◆ Data shown ◆
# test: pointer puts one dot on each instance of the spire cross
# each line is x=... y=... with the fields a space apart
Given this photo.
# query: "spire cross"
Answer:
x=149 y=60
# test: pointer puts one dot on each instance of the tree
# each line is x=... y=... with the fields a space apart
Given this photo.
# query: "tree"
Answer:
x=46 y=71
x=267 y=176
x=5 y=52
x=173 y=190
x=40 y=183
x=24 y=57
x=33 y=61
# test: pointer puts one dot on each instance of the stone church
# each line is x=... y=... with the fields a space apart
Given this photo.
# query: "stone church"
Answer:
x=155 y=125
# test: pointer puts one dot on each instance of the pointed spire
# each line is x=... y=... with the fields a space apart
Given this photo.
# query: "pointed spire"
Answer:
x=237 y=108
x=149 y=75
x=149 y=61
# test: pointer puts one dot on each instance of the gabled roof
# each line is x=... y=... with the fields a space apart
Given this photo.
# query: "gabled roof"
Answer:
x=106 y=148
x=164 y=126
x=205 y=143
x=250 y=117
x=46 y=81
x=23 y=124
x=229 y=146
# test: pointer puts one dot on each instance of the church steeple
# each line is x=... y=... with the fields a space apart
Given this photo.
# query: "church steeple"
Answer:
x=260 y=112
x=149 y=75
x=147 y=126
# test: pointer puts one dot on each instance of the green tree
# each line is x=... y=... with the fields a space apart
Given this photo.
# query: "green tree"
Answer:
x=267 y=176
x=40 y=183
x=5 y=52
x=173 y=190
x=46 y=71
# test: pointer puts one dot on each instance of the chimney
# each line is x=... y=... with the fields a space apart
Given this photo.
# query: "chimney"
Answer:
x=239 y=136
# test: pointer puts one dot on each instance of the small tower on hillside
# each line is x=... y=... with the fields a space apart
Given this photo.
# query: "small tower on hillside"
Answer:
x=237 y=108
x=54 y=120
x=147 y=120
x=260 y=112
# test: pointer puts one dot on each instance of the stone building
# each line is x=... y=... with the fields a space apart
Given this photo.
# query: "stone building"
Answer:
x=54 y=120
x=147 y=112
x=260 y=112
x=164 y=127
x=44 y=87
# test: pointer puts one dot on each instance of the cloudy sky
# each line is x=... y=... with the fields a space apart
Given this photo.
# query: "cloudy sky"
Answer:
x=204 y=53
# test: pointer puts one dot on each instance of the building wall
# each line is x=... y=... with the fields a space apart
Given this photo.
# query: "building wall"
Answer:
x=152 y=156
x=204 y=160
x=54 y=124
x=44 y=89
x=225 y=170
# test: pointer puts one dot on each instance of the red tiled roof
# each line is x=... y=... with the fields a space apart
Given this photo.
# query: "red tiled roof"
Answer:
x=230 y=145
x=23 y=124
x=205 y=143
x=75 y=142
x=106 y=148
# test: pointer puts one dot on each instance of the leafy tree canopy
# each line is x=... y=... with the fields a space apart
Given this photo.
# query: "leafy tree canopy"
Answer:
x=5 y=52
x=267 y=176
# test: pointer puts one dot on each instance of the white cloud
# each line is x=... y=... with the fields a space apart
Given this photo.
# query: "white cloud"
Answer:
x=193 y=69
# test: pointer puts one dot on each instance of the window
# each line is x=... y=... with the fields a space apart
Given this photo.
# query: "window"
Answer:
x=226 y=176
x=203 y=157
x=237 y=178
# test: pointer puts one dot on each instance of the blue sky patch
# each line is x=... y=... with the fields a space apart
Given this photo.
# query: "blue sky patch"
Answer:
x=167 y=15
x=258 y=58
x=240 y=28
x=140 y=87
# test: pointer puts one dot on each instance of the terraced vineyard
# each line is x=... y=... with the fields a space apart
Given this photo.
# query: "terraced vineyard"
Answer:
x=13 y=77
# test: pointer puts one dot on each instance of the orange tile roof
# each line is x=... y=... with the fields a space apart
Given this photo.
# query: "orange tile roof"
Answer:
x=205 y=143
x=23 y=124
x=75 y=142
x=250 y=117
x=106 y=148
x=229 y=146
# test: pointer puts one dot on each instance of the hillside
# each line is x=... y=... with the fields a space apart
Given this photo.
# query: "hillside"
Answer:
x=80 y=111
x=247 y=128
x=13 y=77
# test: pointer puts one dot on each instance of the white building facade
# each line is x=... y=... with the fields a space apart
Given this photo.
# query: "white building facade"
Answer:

◆ Do this ◆
Print all of the records above again, character for character, with nothing changed.

◆ Answer for the task ◆
# test: pointer puts one dot on each instance of the spire cross
# each line is x=... y=... with the fields a space apart
Given this photo.
# query: "spire cross"
Answer:
x=149 y=60
# test: pointer puts one dot on each instance of the tree
# each line is x=... y=... with the fields a space apart
Given this photo.
# query: "tree"
Answer:
x=46 y=71
x=267 y=176
x=5 y=52
x=173 y=190
x=40 y=183
x=24 y=57
x=33 y=61
# test: pointer puts one dot on each instance of the stone church
# each line is x=... y=... with the fields a space apart
Given this photo.
# query: "stone church"
Answer:
x=155 y=125
# test: pointer puts one dot on each instance of the pointed spire
# each line is x=... y=... with the fields a space apart
Given this photo.
# query: "pointed spire"
Answer:
x=237 y=108
x=149 y=75
x=149 y=61
# test: pointer puts one dot on each instance of the gabled roof
# each line is x=... y=... with the fields a space apart
Given this photo.
# query: "gabled roof"
Answer:
x=106 y=148
x=164 y=126
x=205 y=143
x=250 y=117
x=46 y=81
x=23 y=124
x=229 y=146
# test: pointer puts one dot on each instance of the church steeple
# each line is x=... y=... with the fields a space apart
Given this photo.
# query: "church steeple"
Answer:
x=260 y=112
x=149 y=75
x=147 y=126
# test: pointer puts one dot on each instance of the green tree
# each line is x=... y=... with the fields a space apart
Given this photo.
# query: "green tree"
Answer:
x=267 y=176
x=40 y=183
x=5 y=52
x=173 y=190
x=46 y=71
# test: pointer puts one dot on each instance of the chimney
# each line is x=... y=... with the fields a space apart
Given this photo.
# query: "chimney"
Answer:
x=239 y=136
# test: pointer puts one dot on each instance of the small tower on hillside
# each line is x=... y=... with the fields a space apart
Given this photo.
# query: "small tower on hillside"
Answer:
x=237 y=108
x=54 y=120
x=147 y=120
x=260 y=112
# test: pointer puts one dot on each instance of the stone building
# each line is x=... y=... with the fields a space apart
Given this photo.
# query: "stone building"
Answer:
x=54 y=120
x=147 y=112
x=260 y=112
x=164 y=127
x=44 y=87
# test: pointer puts one dot on each instance of the cloudy sky
# each line is x=... y=... with the fields a space apart
Given this photo.
# query: "cloudy sky"
Answer:
x=204 y=53
# test: pointer puts one dot on each instance of the building wall
# each line is x=... y=... with the fields a space apart
Given this photo.
# query: "building wall"
Answer:
x=152 y=156
x=204 y=160
x=54 y=124
x=44 y=89
x=225 y=170
# test: pointer puts one dot on each instance of the red tiled roof
# each line is x=... y=... with the fields a space apart
Given this photo.
# query: "red tiled roof"
Answer:
x=230 y=145
x=23 y=124
x=205 y=143
x=75 y=142
x=106 y=148
# test: pointer puts one dot on each instance of the leafy tree canopy
# each line is x=... y=... with the fields a space apart
Given this photo.
# query: "leafy tree canopy"
Answer:
x=5 y=52
x=267 y=176
# test: pointer puts one dot on each instance of the white cloud
# each line is x=... y=... with the fields a space apart
Given this photo.
# query: "white cloud"
Answer:
x=193 y=69
# test: pointer puts one dot on each instance of the window
# each line is x=... y=... with the fields a space apart
Given this photo.
# query: "window"
Answer:
x=226 y=176
x=203 y=157
x=237 y=178
# test: pointer puts one dot on each instance of the blue sky patch
# each line is x=... y=... with the fields a space apart
Given this photo.
# query: "blue sky patch"
Answer:
x=167 y=15
x=258 y=58
x=240 y=28
x=140 y=87
# test: pointer puts one dot on each instance of the terraced vineyard
# each line is x=... y=... with the fields a space apart
Given this photo.
# query: "terraced vineyard"
Answer:
x=13 y=77
# test: pointer puts one dot on each instance of the orange tile roof
# each line is x=... y=... with the fields a space apart
Given this photo.
# query: "orange tile roof"
Answer:
x=205 y=143
x=23 y=124
x=75 y=142
x=250 y=117
x=106 y=148
x=229 y=146
# test: pointer puts one dot on each instance of the hillside
# each line is x=... y=... with the fields a space apart
Given this photo.
# query: "hillside"
Answer:
x=80 y=111
x=247 y=128
x=13 y=77
# test: pointer puts one dot on each instance of the white building facade
# each line is x=... y=... with the fields a space apart
Given this photo.
# query: "white building facade"
Answer:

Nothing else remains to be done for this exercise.